**Passage shown:**
# Everglades backcountry report, 29 November



## DBStoots (Jul 9, 2011)

Awesome report Bob! Sawfish are so cool! Hope you had a terrific Thanksgiving.


----------



## Shadowcast (Feb 26, 2008)

I love seeing pics of sawfish!


----------



## permitchaser (Aug 26, 2013)

I saw a cable show with Jeremy Wade Monster fish He was trying to catch his first Sawfish in Australia it took the hole show to catch one with a lot of talk about how dangerous they are. But I have seen them here also in shallow water


----------



## billhempel (Oct 9, 2008)

Bob old friend. That was an amazing day, no question about it. I don't think most people have an idea of the likelyhood of that NEVER happening to them. Folks, Bob is probably one of the most hard working and dedicated guides I know. He does what he says, no more no less. 
As an aside. I have a 33" x 9" Largetooth Sawfish bill in my possesion that was caught by someone a long, long time ago. Would like to know the approximate size fish that came from. Trying to figure out how I want to mount that too.


----------



## cutrunner (Jun 8, 2010)

Nice! 
Can't believe you let the cobe go.. lol


----------



## lemaymiami (Feb 9, 2007)

Item number one.... many of my anglers are staying in a motel when they fish with me so the release was a natural.... Every day I ask my anglers "Are we catching and releasing or are we bringing home a few". The anglers make the decision, not me....


Bill, if you have a sawfish bill you might want to dispose of it... Now that they're on the endangered species list you can't even have a relic in your possession (more than one waterman has gotten serious hassle over having a turtle shell or other trophy from years and years ago....).


----------

**Work to complete:** Reproduce the portion of the sawfish thread starting at "## lemaymiami (Feb" and ending at "decision, not me....".

Extracted data entries
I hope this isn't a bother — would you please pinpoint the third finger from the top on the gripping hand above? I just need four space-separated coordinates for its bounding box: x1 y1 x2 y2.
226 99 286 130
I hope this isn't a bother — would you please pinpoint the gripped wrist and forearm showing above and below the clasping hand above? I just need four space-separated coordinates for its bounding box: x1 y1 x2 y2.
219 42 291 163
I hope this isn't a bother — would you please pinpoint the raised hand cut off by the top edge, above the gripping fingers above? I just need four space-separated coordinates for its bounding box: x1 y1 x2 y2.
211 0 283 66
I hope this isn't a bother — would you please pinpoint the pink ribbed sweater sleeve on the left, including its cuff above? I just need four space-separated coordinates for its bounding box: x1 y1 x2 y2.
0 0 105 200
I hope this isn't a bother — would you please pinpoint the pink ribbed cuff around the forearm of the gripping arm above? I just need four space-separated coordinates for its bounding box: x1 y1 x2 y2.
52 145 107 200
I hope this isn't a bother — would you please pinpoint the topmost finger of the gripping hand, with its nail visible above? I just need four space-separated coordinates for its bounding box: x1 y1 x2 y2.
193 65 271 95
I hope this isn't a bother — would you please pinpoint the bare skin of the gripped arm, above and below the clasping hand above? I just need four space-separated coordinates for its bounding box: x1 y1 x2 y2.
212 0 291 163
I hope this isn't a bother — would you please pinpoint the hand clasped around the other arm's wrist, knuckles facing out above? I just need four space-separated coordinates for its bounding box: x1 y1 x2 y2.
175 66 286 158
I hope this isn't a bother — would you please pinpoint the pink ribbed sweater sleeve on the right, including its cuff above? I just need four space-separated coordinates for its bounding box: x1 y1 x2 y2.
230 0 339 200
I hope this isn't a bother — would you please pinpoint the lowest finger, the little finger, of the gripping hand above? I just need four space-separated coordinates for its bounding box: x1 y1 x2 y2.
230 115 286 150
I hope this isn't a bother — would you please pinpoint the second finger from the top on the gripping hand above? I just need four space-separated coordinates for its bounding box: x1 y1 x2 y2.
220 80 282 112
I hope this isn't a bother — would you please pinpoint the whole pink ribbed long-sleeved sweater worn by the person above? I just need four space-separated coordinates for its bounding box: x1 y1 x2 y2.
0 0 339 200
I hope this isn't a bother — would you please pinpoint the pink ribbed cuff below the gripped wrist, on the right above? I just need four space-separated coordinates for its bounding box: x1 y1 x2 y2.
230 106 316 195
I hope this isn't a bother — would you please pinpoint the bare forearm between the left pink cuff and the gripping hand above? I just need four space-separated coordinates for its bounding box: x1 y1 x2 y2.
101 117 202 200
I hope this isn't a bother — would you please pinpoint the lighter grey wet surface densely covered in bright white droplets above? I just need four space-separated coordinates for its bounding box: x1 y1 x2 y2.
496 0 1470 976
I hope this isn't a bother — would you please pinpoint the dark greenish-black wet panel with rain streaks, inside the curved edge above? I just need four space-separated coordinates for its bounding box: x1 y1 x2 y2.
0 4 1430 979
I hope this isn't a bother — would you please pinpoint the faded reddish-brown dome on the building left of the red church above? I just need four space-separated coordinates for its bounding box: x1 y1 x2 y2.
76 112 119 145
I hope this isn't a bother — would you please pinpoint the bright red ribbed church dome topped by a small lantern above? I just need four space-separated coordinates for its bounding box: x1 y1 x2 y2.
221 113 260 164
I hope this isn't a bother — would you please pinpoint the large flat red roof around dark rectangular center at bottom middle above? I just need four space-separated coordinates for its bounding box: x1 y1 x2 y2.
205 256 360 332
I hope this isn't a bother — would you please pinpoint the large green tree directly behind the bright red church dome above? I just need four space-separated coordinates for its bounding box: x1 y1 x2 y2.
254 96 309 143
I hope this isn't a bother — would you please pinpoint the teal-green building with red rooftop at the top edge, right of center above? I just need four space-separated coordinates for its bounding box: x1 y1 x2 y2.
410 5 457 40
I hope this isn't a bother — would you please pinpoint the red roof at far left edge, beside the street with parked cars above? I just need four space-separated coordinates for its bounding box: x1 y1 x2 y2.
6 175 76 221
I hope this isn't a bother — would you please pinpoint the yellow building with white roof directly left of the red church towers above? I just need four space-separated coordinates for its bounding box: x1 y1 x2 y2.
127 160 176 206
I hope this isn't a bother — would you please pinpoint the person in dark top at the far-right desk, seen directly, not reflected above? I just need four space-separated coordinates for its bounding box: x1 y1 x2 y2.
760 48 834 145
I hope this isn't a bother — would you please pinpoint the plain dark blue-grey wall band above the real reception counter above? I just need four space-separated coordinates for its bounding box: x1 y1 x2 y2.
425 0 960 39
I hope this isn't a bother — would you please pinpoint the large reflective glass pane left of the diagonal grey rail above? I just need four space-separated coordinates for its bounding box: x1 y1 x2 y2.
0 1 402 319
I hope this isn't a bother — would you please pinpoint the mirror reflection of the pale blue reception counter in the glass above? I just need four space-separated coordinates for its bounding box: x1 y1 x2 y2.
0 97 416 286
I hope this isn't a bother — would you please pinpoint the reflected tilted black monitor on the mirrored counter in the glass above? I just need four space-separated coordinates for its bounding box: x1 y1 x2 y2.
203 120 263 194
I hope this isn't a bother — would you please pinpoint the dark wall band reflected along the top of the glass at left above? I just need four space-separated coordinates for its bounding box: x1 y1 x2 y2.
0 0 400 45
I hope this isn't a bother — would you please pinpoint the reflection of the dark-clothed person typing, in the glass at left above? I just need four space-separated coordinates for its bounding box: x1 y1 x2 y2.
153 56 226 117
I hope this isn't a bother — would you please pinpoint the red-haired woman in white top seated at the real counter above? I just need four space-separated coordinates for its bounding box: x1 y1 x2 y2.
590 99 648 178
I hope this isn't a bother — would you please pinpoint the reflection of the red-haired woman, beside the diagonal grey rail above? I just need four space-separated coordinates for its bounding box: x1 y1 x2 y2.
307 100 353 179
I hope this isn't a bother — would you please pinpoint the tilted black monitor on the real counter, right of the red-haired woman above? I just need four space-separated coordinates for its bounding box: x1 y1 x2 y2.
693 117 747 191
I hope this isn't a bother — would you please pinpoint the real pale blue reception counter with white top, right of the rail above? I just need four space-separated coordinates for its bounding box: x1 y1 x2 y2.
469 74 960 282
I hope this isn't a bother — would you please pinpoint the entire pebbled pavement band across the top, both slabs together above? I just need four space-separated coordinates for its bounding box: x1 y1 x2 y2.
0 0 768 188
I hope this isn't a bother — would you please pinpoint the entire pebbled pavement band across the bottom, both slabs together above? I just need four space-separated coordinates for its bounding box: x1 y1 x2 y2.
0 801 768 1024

**Task solution:**
## lemaymiami (Feb 9, 2007)

Item number one.... many of my anglers are staying in a motel when they fish with me so the release was a natural.... Every day I ask my anglers "Are we catching and releasing or are we bringing home a few". The anglers make the decision, not me....